[Dataset entries]
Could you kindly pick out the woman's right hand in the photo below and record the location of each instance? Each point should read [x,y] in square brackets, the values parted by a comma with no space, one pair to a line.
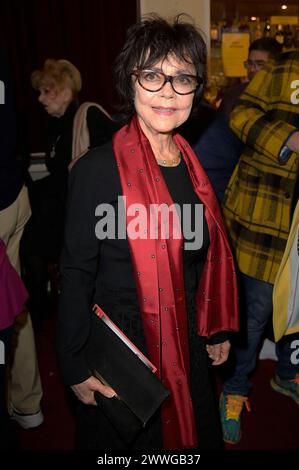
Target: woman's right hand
[85,390]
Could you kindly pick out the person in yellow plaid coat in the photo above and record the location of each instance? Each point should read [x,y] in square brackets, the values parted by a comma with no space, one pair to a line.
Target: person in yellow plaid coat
[258,206]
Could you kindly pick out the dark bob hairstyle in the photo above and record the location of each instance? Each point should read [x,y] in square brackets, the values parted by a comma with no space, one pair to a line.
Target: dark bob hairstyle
[150,41]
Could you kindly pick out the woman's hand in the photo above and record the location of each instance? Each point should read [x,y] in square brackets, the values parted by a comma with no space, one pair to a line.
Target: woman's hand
[218,352]
[85,390]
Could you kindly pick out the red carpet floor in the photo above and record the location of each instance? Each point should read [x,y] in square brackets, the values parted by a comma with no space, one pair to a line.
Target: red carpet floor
[273,423]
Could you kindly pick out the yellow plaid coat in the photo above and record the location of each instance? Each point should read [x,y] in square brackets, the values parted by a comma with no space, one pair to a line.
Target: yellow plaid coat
[258,198]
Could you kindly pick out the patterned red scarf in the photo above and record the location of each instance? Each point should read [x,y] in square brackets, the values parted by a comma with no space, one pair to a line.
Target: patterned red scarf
[158,270]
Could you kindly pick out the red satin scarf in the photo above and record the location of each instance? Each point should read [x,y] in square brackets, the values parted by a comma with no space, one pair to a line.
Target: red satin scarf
[158,270]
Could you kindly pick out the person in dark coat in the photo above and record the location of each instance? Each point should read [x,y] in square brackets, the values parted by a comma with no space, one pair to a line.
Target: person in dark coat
[58,83]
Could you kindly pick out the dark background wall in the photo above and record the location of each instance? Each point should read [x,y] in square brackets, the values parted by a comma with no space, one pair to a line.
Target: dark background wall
[89,33]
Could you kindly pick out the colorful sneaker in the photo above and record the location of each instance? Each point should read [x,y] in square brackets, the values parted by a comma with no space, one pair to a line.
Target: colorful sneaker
[230,410]
[287,387]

> **Exercise objective**
Change every "yellow plaid coat" in the entries above to "mustard checked coat" and write out all their lines again with nothing else altered. Leave the pictures out of your copy.

> **Reply to the exercise**
Could you kindly pick out the woman's right hand in the photo below and record the location of each instance? Each point should read [x,y] in square brackets, the values parted by a comma with no space, one pair to a line.
Target: woman's right hand
[85,390]
Could you kindly pick out the person in mustard checked coat in the photo above and record the location of each instance? Each point should read [x,y] in square brackets, the values parted by a comma with no space, one pair to a line.
Target: person in mustard checked coat
[258,206]
Could you kindly pick out the dark bob hairstyle in the photo above and record the location of each instance? Each point should read [x,y] in square brackets, the values parted by a comma with no space, one pair to a line.
Target: dark bob hairstyle
[150,41]
Could you kindly pick out the woman's hand in the photo above and record the location of each instance? Each point should read [x,y] in square brackets, the values parted by a comma with no space, one pair to a line.
Target: woman's hand
[218,352]
[85,390]
Could you kindly pick out the red carpet floor in the photo above and record the location of each instance? Each point should read [x,y] in square brackets, the values parted by a comma with no space, one pair to a line.
Target: red carpet floor
[273,423]
Could you kindly pick out the mustard checked coat in the photo above and record the location of each instance? Each point should read [x,y] in square brackets, the values parted by a comma with no space, one pair to a line.
Target: mustard checked coat
[258,198]
Could you kindly pick out the patterned red scarf in the photo above and record the location of each instance? Each point should read [x,y] in square brackets, the values parted by a comma with no space, one pair to a line.
Target: patterned red scarf
[158,270]
Could you kindly pick out the red satin scarf in the photo above and record the location of each instance? Each point should read [x,y] in square brackets, the values parted by a comma with no space, one pair to a line.
Target: red satin scarf
[158,270]
Could you kindly pick out the person in dark coat in the photo above and record the location of each instance? Each point should read [x,y] in square brackets, the values parted by a comma with no space, one pair to a line.
Target: person in dark coat
[58,83]
Could you kindly pick out the dark background wall in the photo above and record the location of each instance? Each point should read [x,y] in square brackets, the values parted by a comma with no space, one pair to a line.
Target: dark background wall
[89,33]
Could you kindly pick out the colorful sneaker in the photo above and record the location of each instance? Each point should read [x,y] in square brackets, the values parted by a comma with no space, one pair to a line.
Target: colorful sneaker
[230,410]
[287,387]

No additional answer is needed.